=== Short task ===
Please retype the records below exactly, leaving out any pictures.
▬▬▬
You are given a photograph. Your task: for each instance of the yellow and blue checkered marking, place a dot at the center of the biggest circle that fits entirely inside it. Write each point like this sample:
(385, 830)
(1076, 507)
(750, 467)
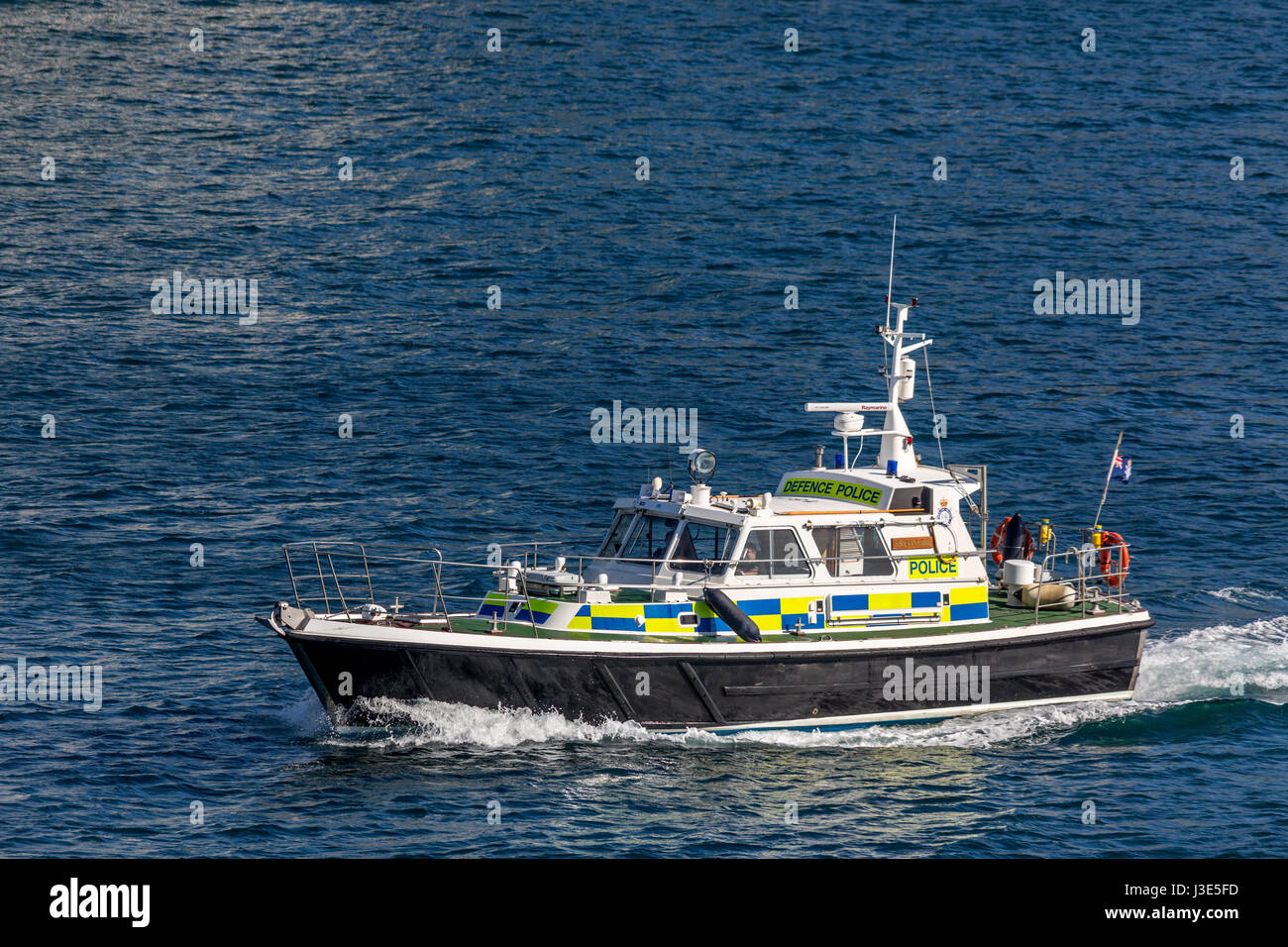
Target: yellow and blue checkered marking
(771, 615)
(966, 602)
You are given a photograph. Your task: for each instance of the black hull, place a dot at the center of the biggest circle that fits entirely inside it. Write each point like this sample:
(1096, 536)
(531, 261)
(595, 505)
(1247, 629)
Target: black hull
(837, 688)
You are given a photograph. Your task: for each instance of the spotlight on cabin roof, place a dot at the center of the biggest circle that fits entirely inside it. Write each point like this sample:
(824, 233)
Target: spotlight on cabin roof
(702, 466)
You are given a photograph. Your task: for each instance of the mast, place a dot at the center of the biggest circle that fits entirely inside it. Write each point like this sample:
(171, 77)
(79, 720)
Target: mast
(896, 437)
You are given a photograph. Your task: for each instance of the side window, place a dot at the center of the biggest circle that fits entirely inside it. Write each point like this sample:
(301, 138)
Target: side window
(613, 543)
(853, 551)
(773, 553)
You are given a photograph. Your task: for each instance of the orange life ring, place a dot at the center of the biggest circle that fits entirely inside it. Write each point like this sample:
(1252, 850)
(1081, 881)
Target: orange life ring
(995, 544)
(1113, 573)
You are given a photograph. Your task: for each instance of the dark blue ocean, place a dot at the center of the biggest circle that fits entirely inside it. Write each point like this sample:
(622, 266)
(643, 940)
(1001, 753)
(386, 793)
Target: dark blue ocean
(472, 424)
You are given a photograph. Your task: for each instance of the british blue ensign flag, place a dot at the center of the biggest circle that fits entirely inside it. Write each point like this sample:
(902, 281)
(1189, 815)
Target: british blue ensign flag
(1122, 468)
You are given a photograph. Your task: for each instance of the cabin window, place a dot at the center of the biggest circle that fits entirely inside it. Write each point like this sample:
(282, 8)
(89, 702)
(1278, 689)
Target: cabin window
(773, 553)
(649, 539)
(613, 543)
(700, 543)
(853, 551)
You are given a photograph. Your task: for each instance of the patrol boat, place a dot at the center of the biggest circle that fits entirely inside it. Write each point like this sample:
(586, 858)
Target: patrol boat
(850, 595)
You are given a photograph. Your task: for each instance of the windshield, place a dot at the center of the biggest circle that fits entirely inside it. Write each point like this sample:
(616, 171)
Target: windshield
(613, 541)
(648, 539)
(702, 543)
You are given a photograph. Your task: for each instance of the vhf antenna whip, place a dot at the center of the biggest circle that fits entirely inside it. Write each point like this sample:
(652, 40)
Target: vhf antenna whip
(890, 285)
▬▬▬
=== Output of the exercise ===
You are given a photograph. Your task: for each instance of the yellow and blue checkered marking, place a dot at the center of the biggest circle that fits entirely inside it. Write each point like this sample:
(385, 830)
(1076, 507)
(750, 467)
Target: yellow and blue checkered marking
(771, 615)
(966, 602)
You are given a photograph. Your task: for each instance of the black hull, place a dot at the center of the biggest circle that fits entirely inside it. Write each point like this sample:
(1096, 536)
(531, 261)
(595, 505)
(1247, 629)
Target: black hull
(837, 688)
You are given a photograph. Your task: for each instance of the spotlight on cabin roof, place a dot at the center of the biggest circle that fits entirely inside it. Write each point like this sample:
(824, 233)
Target: spotlight on cabin roof
(702, 466)
You are given a photograph. Your task: for each instance of the mast, place a dot at the center of the biggest circle that fits entirely inside it. Write each point like this sample:
(171, 77)
(79, 720)
Target: mast
(896, 437)
You are given a photograph. Your task: for each instance of the side window, place a dot at the center of the biggest circle that fits entirely inside it. Write each point like this sample:
(301, 138)
Target: side window
(613, 543)
(853, 551)
(773, 553)
You are given a photograph. Your task: for each instance of the orange life ring, place a dot at the center of the biggest circle that fits entirely inside it. Write each point like this sample:
(1252, 850)
(1081, 881)
Target: orange life ring
(995, 544)
(1113, 573)
You are given a photograph. Your task: for each instance of the dark blue ocean, place a dot at the center of the biggest circle that fits entirely inside it. Write each point like this sample:
(622, 266)
(643, 940)
(1001, 753)
(386, 793)
Target: dark blue ocean
(472, 424)
You are given a photograph. Your task: for each instance of the british blue ensign flag, place a dot at the center of the biggest circle that fits entirely inside it. Write each point like this sample:
(902, 281)
(1189, 815)
Target: british blue ensign flag
(1122, 468)
You are given a photograph. Your task: for each instance of the cabin window, place a dot at the center of the biggest circle that fits entirely inside it. Write each point like this sample:
(282, 8)
(89, 702)
(1278, 689)
Target: cabin window
(773, 553)
(649, 539)
(613, 543)
(700, 543)
(853, 551)
You are given a photograph. Your task: for each instance of the patrol boat, place a dot at the center of the biggest circle that fits entirely inside it. Write each point like this sample:
(586, 858)
Target: patrol boat
(850, 595)
You are given a photograph. Your task: for each instance of the windshield, place a dot at the center of the biggest circle that fits entirely inside it. Write each point like this sample:
(616, 171)
Target: windshield
(613, 541)
(648, 539)
(702, 543)
You are given a photograph. Your task: for each instance of the vhf antenna whip, place a dot at the center of the biggest circle that fits entirely inside it. Write each point like this sample:
(652, 40)
Target: vhf antenna whip
(890, 285)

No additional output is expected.